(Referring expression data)

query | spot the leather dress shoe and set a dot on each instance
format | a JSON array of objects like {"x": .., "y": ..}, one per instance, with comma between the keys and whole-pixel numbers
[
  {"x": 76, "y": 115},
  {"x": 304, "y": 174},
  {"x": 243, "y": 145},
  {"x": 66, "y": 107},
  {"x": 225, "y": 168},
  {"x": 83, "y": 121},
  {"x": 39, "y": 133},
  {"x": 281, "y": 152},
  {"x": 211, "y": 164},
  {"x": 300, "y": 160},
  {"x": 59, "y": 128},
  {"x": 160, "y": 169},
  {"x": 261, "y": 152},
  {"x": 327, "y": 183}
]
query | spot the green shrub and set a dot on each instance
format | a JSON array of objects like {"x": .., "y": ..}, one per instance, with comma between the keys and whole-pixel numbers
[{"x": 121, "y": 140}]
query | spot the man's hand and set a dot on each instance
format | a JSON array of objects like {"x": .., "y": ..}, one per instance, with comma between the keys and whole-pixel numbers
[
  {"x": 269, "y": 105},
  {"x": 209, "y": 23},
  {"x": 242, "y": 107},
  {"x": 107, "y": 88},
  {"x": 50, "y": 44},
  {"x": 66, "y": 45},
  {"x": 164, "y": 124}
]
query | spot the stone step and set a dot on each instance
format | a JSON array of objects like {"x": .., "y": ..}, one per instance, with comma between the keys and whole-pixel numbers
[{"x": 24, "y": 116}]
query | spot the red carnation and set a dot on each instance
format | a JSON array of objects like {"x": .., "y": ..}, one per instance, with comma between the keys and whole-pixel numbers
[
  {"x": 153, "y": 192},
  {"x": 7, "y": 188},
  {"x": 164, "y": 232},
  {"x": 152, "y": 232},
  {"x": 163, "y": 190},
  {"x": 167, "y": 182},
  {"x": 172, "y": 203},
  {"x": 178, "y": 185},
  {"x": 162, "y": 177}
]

> [Problem description]
In full and without alteration, write out each record.

> [Solved problem]
query | spot the leather dress shoe and set a dot on each instance
format | a JSON array of objects like {"x": .., "y": ..}, one per instance, with comma between the keys and whole-pixel numbers
[
  {"x": 76, "y": 115},
  {"x": 304, "y": 174},
  {"x": 243, "y": 145},
  {"x": 66, "y": 107},
  {"x": 225, "y": 168},
  {"x": 83, "y": 121},
  {"x": 39, "y": 133},
  {"x": 281, "y": 152},
  {"x": 211, "y": 164},
  {"x": 300, "y": 160},
  {"x": 59, "y": 128},
  {"x": 160, "y": 169},
  {"x": 261, "y": 152},
  {"x": 327, "y": 183}
]
query | spot the green shrub and set a dot on each instance
format | a JSON array of objects like {"x": .., "y": ..}, one per instance, with comma between the keys and whole-pixel numbers
[{"x": 121, "y": 140}]
query | spot the man's hand and set a dot on each instance
format | a JSON array of objects like {"x": .., "y": ..}, one per instance, with comma between the keys and whole-pixel numbers
[
  {"x": 269, "y": 105},
  {"x": 209, "y": 23},
  {"x": 242, "y": 107},
  {"x": 107, "y": 88},
  {"x": 50, "y": 44},
  {"x": 66, "y": 45},
  {"x": 164, "y": 124}
]
query | spot the stone step and set a dot on each instance
format | a JSON array of objects like {"x": .., "y": ..}, one per instance, with comma between the keys and whole-pixel numbers
[{"x": 24, "y": 116}]
query | spot the red carnation and set a dot on each instance
format | a JSON array of objects like {"x": .., "y": ..}, one per instance, with comma between the keys and whole-pixel numbers
[
  {"x": 153, "y": 192},
  {"x": 7, "y": 188},
  {"x": 164, "y": 232},
  {"x": 152, "y": 232},
  {"x": 163, "y": 190},
  {"x": 167, "y": 182},
  {"x": 172, "y": 203},
  {"x": 178, "y": 185},
  {"x": 162, "y": 177}
]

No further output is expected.